→ **Work to be completed**: Copy the part of the listing that opens with the line containing "Analyze the photograph above and locate the sheep nostril." and closes with the line containing "[322,202,634,386]", keeping every line and shifting each bounding-box coordinate up by 92.

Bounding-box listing

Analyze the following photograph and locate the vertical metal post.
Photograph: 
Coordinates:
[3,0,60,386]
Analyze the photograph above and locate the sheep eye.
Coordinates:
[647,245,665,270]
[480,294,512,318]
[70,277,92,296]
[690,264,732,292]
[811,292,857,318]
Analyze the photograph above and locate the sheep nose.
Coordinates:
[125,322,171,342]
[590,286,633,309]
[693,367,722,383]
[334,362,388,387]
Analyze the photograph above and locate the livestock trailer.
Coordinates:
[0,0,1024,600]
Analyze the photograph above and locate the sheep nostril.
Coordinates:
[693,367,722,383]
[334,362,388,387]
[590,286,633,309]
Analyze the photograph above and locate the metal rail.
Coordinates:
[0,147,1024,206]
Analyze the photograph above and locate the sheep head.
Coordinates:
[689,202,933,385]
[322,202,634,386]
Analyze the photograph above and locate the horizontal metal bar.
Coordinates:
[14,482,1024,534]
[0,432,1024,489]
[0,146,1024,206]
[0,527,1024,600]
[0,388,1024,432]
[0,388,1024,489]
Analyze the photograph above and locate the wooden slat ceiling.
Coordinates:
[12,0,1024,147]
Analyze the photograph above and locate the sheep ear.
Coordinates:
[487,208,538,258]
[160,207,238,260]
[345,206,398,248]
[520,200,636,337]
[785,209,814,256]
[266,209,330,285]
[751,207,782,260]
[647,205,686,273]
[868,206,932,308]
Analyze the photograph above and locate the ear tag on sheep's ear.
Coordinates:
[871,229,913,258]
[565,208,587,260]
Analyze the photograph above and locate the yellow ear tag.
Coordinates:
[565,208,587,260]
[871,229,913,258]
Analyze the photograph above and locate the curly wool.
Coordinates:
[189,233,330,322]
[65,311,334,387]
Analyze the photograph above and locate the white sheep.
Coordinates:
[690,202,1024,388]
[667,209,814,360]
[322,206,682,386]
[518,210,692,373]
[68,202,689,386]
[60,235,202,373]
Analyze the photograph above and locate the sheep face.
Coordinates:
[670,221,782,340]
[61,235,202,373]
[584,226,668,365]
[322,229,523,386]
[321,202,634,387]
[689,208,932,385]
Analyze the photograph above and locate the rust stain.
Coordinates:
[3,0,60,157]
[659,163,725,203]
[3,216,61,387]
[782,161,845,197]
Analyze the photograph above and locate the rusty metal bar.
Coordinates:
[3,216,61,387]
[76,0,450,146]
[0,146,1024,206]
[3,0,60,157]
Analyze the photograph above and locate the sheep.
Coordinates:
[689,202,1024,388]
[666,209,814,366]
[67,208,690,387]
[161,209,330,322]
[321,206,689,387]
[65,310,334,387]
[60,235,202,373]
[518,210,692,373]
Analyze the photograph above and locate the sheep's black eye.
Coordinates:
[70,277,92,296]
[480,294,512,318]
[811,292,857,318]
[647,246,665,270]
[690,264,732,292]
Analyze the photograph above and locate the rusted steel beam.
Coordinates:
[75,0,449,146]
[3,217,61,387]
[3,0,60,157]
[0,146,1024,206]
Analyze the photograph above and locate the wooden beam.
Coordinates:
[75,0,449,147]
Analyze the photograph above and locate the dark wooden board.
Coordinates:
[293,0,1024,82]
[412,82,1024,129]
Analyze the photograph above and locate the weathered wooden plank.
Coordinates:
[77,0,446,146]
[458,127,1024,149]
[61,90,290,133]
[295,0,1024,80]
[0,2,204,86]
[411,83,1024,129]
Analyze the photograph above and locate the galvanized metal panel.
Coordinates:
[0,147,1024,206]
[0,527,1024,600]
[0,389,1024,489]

→ **Exercise answer**:
Analyze the photograph above and locate the sheep nostril.
Coordinates:
[785,459,814,475]
[426,454,480,479]
[682,378,725,401]
Analyze the photograph above and locate the metal rail.
Coordinates:
[92,239,1116,298]
Analyze the photograph above and locate the sheep head.
Coordinates:
[781,294,1025,477]
[414,294,726,478]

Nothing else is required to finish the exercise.